§ **Data shown**:

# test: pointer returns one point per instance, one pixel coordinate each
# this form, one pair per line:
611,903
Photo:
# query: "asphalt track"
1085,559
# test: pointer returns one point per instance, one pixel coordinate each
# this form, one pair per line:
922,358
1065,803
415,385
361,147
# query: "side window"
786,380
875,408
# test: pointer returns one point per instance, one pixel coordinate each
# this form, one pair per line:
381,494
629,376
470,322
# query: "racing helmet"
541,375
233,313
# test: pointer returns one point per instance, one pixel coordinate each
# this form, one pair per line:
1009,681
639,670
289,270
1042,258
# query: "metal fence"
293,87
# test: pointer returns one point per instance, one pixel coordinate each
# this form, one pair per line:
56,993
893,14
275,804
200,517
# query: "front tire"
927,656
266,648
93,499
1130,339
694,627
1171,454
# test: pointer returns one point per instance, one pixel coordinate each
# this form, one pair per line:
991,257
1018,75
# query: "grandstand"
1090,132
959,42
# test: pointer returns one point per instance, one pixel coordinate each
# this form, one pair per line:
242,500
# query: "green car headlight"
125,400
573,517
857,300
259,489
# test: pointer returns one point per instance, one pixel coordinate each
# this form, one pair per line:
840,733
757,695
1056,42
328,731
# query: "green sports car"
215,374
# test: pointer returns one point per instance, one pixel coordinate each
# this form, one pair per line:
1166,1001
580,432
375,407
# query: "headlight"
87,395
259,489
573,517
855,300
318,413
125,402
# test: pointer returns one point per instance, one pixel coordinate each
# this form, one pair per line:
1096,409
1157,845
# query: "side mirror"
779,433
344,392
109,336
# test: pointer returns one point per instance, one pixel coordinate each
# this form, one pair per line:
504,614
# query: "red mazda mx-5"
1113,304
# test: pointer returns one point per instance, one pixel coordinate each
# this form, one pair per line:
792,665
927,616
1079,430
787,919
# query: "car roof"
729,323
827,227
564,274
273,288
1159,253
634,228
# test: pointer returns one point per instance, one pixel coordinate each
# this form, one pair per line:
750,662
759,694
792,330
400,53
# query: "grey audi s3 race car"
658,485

§ **What the exercise asks**: Transcribe all entries exactly as they are given.

§ **Result for this exercise**:
# test: pointer returns one point per instance, one pixel coordinate each
# this form, one pair per line:
611,903
Photo:
# query: "asphalt track"
1085,559
# test: pointer returns one point per instance, one pixel coordinate each
# this form, one pair per line:
922,358
1065,803
415,385
361,147
# query: "side window"
786,380
875,408
# test: pointer returns one point per instance, one pixel coordinate each
# this form, one pair per line:
381,494
629,376
470,322
# query: "racing helmet"
541,375
233,313
# test: pointer returns one point per instance, one pixel coordinate each
# this form, one pair per line:
1009,681
639,670
289,270
1042,258
# query: "metal fence"
293,87
# test: pointer returns one point per instance, one pixel coordinate each
# this form, one pair per line:
56,993
893,14
275,804
200,517
# query: "front tire"
927,656
266,648
93,499
1130,339
694,627
1171,454
# test: pointer returns one point per instance, one pixel coordinate each
# this form, one pair per line:
991,257
1018,75
# query: "grandstand"
1090,132
959,42
# test: pointer returns one point per instance, one pixel coordinate each
# this form, one pair per line:
242,500
# query: "green car headlight"
125,400
573,517
857,300
259,489
# test: pointer returns one point per instance, one pixel coordinate each
# this form, one pair per line:
840,733
757,695
1056,42
328,731
# query: "green sports car"
215,374
# test: pointer returns one point per instance, one pixel coordinate each
# this form, one pair per line:
1166,1001
580,432
375,407
# query: "headlight"
87,395
259,489
573,517
855,300
318,413
125,402
# test: pointer returns one point per instance, one pixel coordinate each
# this form, one pair per line:
1096,409
1157,845
# query: "side mirror"
779,433
344,392
109,336
# test: pointer returns one point per instance, one pixel coordinate each
# this form, one pair per line:
504,614
# query: "red mazda mx-5"
1113,304
# test: pointer returns one point per instance, one pixel coordinate each
# this form, one pair per line:
792,665
927,616
1079,430
787,919
# query: "car roof"
729,323
827,227
564,274
273,288
1159,253
634,228
# test: pointer returns one point per instance, one pixel coordinate each
# this form, one pair per line:
750,662
759,694
792,330
400,53
# query: "grey audi s3 race car"
658,485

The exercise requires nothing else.